THE TASK:
Rewrite the listing below as a numbered list, beginning with the line that contains "the white cloud" and ending with the line that contains "[[119, 6], [353, 68], [348, 19]]". Number only those lines and skip any blank ones.

RECORDS FOR THIS TASK:
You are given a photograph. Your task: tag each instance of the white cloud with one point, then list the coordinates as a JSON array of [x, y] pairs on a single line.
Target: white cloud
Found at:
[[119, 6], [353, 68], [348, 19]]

---

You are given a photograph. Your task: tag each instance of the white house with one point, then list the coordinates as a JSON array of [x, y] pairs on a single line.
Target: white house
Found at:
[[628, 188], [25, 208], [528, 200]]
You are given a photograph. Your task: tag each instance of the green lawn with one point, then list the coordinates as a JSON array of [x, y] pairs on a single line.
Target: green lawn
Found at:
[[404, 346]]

REPLY TO THE EXERCISE:
1. You are given a photograph. Your task: tag each instance of the white cloud with one point, then list the coordinates as a JSON array of [x, y] pairs on a single line.
2. Target: white cloud
3. Found at:
4. [[119, 6], [353, 68], [348, 19]]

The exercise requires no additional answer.